Every line below between the line holding "Target: ceiling beam" and the line holding "Target: window", inclusive, should be repeated exactly, and all other lines omitted.

::: Source material

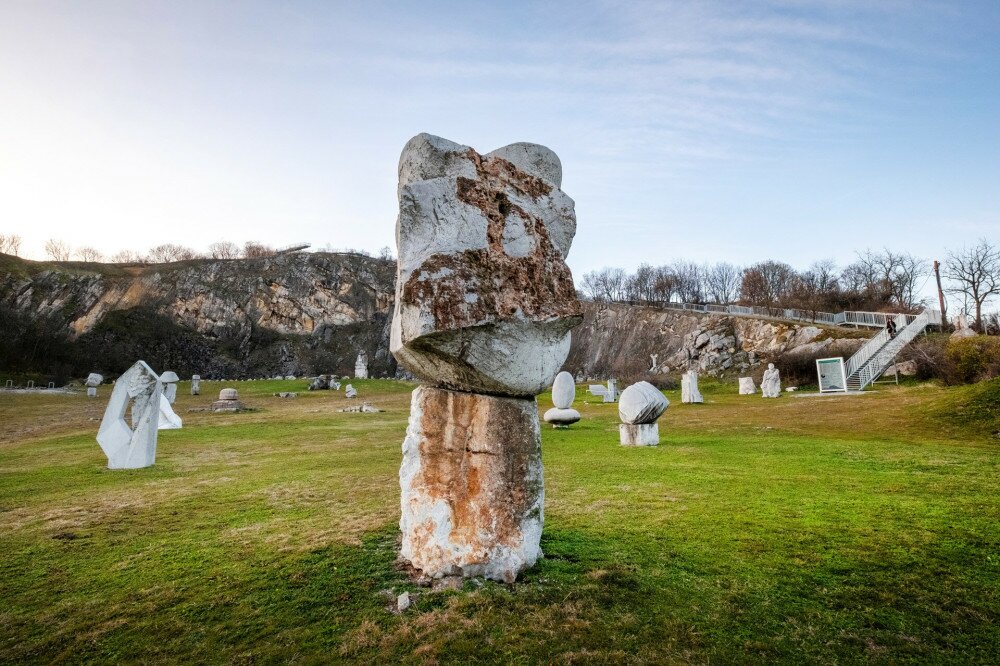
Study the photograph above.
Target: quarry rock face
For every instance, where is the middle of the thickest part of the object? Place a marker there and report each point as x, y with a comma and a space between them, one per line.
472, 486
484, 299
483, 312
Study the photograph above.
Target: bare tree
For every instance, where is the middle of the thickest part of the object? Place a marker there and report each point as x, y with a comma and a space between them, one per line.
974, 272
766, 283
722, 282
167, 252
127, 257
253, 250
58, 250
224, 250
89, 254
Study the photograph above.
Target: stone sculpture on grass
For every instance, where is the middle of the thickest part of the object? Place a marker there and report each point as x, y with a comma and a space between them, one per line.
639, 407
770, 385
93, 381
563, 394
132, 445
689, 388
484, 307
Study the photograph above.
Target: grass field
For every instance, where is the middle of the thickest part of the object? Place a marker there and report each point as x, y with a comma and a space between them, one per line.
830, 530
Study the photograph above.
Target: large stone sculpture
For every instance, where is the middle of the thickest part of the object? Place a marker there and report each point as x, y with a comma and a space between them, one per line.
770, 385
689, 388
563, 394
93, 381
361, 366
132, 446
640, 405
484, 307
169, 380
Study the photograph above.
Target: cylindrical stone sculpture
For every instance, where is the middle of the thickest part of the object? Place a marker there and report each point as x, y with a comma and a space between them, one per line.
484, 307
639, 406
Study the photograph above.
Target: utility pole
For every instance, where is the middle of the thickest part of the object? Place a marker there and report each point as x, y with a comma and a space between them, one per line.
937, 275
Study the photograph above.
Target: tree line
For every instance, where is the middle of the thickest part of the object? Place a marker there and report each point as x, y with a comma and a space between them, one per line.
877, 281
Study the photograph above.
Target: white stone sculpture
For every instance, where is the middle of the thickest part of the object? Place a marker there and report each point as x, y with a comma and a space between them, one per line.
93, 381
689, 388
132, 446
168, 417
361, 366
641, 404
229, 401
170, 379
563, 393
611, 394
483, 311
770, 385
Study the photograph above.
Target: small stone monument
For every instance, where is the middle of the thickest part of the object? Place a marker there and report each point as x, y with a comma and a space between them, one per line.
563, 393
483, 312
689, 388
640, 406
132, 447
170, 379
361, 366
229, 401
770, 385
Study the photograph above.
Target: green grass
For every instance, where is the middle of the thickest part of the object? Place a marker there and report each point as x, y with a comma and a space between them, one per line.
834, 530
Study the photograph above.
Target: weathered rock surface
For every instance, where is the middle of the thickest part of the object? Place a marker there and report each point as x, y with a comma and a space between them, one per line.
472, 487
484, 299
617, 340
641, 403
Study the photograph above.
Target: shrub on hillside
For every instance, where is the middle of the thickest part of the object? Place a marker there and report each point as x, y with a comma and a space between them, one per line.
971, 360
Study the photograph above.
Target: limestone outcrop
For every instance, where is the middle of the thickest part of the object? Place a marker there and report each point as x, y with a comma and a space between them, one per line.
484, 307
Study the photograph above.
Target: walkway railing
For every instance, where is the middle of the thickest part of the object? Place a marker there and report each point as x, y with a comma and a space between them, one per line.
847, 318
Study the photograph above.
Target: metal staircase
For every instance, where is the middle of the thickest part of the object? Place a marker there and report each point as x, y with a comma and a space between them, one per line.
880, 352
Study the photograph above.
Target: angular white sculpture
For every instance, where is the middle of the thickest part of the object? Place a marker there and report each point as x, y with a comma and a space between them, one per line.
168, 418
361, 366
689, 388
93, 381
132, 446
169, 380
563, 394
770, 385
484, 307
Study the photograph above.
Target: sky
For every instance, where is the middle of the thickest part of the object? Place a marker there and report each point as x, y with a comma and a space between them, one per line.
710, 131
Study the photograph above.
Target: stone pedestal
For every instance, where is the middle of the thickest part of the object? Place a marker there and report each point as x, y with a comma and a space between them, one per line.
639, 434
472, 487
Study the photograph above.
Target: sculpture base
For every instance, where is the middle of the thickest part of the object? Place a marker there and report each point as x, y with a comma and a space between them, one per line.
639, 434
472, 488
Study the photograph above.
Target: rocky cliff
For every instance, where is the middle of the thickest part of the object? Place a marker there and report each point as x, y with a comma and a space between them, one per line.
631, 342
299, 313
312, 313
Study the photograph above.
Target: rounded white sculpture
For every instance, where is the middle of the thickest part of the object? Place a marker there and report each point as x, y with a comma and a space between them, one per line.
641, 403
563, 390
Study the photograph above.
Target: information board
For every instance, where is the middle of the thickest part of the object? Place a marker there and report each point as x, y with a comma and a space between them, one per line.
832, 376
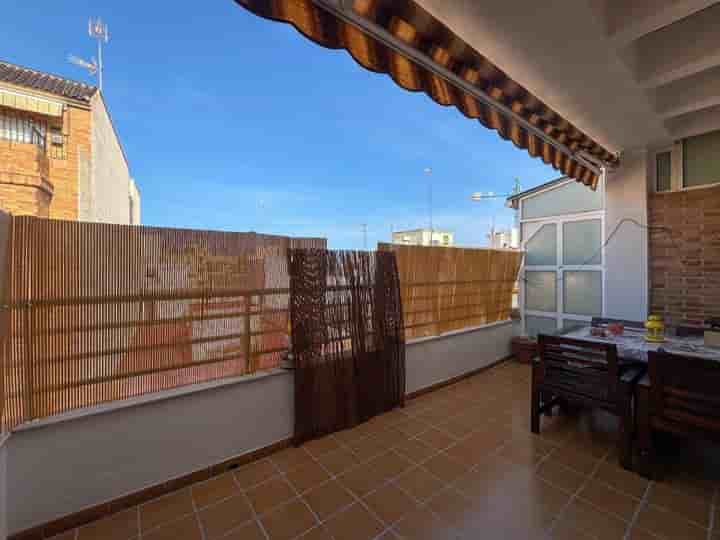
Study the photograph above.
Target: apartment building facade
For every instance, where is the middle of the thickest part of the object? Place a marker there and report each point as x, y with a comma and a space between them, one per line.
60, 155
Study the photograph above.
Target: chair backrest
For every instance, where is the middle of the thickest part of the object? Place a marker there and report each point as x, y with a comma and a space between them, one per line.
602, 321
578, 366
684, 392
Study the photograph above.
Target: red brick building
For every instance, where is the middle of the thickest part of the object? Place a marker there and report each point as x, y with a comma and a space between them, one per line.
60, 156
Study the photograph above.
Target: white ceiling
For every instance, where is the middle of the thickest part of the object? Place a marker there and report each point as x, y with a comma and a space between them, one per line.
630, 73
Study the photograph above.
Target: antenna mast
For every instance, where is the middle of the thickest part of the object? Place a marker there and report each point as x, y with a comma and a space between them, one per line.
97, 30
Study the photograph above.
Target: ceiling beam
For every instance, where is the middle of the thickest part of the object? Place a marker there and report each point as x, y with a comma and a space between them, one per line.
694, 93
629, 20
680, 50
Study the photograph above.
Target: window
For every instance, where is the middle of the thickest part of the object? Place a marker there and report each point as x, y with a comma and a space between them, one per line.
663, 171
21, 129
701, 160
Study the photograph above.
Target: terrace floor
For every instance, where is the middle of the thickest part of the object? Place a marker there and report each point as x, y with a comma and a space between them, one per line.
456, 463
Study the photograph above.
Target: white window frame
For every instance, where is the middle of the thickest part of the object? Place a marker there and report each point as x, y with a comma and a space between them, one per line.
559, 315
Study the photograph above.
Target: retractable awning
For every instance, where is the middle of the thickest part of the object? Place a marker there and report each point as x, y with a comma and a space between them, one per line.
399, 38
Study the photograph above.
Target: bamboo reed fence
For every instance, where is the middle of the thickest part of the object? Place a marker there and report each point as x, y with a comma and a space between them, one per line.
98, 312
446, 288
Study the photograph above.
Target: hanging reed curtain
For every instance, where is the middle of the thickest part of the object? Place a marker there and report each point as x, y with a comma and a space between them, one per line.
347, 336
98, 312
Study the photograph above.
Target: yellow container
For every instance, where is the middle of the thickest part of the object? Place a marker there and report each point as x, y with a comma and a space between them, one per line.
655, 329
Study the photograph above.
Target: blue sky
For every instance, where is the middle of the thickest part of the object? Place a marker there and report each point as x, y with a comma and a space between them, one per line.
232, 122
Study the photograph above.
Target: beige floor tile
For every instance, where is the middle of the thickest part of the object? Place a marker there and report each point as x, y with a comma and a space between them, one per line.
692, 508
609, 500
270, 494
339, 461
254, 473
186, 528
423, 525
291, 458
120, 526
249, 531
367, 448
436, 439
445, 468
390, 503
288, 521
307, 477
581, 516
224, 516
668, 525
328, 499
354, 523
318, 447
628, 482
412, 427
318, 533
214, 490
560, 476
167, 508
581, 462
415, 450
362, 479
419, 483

::::::

* Answer box *
Target: ceiling beam
For every instance, where is the middle of the thickest part of the object? Place a marker there and report each point as x, y with a comma and a space between them, one per line.
694, 93
629, 20
680, 50
Study the photograph above.
Target: window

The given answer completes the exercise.